━━ PROVIDED TEXT

Physicians and other healthcare industry professionals should consider establishing their practices as legal business entities. Understanding the most significant features of these popular options will help you make the most appropriate decision for your practice. 

Sole Proprietorship

Sole proprietors make their own decisions and pay for a license, permit, and business name registration, making this business entity easy and inexpensive to establish.

Owners record their practice’s net profits and losses on an IRS Schedule C form, which they use to calculate their individual income tax payments. Sole proprietors assume all liability for claims against their practices, not including medical malpractice, for which they must carry insurance policies. 


Healthcare professionals may choose to share expenses and can rely on each others’ expertise to achieve success. However, partners are responsible for their own and each other’s expenses and medical liability and sign legally binding agreements outlining the details of their arrangement and how to dissolve it. 

Limited Liability Partnership

This entity may exempt any of the partners from specific responsibilities under certain circumstances.    For example, one partner may give up some of the profits while having no liability for the partnership’s debts.

C Corporation

The percentage of ownership determines the financial and management rights of a C Corp’s members.  For this reason, C Corps attract healthcare industry investors who can acquire a significant stake in the corporation from owners who may transfer their shares to anyone they choose. 

This structure protects shareholders’ assets from various business liabilities. Still, shareholders must incur the expense of paying taxes on both corporate and personal income and file two separate tax returns.

━━━━
━━ LISTED ENTRIES

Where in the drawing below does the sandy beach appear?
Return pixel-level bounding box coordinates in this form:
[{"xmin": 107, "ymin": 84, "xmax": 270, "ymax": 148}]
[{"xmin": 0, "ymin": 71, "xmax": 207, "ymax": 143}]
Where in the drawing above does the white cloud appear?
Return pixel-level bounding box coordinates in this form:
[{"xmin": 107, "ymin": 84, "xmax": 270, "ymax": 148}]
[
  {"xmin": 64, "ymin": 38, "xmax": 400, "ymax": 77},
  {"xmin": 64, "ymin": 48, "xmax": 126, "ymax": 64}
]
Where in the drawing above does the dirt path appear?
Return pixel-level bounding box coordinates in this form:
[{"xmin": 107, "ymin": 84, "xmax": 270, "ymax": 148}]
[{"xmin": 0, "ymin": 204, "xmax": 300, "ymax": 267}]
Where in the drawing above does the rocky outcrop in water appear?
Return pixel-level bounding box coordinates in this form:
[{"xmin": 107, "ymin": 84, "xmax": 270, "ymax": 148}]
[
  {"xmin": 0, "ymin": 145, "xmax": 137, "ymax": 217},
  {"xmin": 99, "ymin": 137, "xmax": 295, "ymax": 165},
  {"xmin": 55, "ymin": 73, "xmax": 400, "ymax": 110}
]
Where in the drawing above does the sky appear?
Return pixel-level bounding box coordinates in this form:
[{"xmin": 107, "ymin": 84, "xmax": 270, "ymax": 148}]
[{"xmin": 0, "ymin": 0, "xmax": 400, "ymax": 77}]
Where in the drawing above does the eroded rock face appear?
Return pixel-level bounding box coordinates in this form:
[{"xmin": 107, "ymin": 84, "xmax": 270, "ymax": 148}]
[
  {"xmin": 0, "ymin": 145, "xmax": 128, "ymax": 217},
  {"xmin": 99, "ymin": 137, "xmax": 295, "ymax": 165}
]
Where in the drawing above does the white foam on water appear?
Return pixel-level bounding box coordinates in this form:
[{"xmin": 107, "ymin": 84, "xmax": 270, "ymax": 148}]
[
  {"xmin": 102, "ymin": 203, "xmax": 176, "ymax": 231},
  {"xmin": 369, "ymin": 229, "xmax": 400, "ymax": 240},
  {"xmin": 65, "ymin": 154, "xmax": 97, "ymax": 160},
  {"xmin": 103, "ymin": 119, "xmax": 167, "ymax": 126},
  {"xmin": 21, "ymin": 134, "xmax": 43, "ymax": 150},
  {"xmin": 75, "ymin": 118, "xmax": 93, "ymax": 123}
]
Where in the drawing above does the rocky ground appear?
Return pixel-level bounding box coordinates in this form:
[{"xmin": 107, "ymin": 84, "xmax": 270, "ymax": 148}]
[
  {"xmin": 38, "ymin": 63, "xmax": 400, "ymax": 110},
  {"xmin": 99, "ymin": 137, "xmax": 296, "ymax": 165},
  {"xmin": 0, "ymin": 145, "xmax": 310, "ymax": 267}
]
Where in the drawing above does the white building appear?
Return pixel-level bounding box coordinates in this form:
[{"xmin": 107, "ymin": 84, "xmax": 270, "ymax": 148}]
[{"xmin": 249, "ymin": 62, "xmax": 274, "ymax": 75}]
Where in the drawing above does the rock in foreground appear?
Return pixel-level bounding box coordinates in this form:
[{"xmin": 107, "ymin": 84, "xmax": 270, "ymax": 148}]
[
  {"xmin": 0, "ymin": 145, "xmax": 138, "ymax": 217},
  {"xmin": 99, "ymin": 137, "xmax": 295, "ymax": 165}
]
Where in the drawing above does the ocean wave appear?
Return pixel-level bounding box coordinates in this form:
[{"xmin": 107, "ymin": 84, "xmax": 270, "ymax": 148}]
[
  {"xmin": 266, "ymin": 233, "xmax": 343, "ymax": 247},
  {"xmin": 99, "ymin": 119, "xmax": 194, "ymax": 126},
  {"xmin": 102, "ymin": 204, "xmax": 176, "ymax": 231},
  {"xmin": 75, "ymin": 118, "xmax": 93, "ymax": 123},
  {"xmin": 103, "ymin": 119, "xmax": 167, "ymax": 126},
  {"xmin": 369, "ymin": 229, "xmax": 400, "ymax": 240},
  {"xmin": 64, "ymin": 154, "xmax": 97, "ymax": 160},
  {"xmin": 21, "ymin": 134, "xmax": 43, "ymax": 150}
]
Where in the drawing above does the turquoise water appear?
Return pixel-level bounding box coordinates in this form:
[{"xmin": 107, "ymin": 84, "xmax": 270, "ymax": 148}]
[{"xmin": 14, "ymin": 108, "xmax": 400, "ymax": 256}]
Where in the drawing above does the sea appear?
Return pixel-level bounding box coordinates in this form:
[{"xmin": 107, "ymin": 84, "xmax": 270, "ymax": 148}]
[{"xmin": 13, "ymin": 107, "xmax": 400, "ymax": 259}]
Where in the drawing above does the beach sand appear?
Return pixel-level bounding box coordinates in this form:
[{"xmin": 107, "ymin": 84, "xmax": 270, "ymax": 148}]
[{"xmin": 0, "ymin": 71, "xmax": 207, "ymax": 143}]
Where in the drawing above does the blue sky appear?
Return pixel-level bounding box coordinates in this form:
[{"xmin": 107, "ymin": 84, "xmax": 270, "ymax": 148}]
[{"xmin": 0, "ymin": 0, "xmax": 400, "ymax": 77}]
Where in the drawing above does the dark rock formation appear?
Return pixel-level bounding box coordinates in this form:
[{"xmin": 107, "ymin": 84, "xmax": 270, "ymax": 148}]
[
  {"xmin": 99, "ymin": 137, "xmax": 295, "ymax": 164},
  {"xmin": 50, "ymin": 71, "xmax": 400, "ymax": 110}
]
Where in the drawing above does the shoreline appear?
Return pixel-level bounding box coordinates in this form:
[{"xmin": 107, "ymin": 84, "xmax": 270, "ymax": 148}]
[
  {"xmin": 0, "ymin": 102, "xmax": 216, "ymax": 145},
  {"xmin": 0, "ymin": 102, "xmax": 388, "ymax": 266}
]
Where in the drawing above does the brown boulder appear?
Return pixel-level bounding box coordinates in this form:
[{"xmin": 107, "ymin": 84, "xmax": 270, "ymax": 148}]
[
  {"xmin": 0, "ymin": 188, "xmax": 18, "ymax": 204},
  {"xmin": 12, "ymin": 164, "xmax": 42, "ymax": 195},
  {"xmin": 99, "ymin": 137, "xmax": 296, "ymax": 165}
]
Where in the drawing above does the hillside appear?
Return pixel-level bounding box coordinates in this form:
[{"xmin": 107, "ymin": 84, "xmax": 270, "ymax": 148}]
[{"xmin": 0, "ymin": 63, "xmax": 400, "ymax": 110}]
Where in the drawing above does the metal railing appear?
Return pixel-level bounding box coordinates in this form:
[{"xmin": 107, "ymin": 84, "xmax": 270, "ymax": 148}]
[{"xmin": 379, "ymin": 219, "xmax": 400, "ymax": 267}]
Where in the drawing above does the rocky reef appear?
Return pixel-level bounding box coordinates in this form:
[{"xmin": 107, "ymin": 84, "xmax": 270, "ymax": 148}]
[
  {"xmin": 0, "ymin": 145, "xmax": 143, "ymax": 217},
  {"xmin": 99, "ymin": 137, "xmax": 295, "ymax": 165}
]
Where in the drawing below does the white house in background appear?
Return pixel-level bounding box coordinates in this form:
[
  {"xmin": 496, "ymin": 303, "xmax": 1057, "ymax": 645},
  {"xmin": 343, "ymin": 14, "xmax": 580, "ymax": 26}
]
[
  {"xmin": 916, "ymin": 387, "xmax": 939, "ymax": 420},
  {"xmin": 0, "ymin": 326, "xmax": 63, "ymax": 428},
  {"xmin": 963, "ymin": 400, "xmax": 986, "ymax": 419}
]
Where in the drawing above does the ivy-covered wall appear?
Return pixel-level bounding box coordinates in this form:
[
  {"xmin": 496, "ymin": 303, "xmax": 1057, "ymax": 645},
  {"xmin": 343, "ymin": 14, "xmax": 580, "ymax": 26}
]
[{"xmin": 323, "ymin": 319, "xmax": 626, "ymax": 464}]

━━━━

## TASK LIST
• A. Give every section heading that appears in the text on business entities for healthcare practices.
• B. Extend the text on business entities for healthcare practices from the point where it stops.
The stored dataset items stand apart from the text on business entities for healthcare practices.

## SOLVED PROBLEMS
• A.
Sole Proprietorship
Limited Liability Partnership
C Corporation

• B.
S Corporation

A significant advantage of an S Corp over a C Corp is that it distributes income directly to shareholders and taxes them only once at the individual level. In addition, shareholders can deduct up to 20% of the business’s income and use business losses to offset their tax obligations.

S Corps may not have more than 100 shareholders who may not freely transfer their stock. All shareholders’ stock is valued equally, making preferential treatment of some shareholders impossible. Investors may find this arrangement less enticing than what they can obtain through a C Corp.

Limited Liability Company

In states that allow health professionals to form LLCs, members can combine the advantages of partnerships and corporations, including distributions of profits and protection of personal assets from creditors, legal judgments, and financial liability not associated with malpractice. For tax purposes, members must file IRS form 1065, showing their percentage of ownership and taxable income.

Healthcare industry professionals should carefully consider the pros and cons of multiple business entities before making a choice.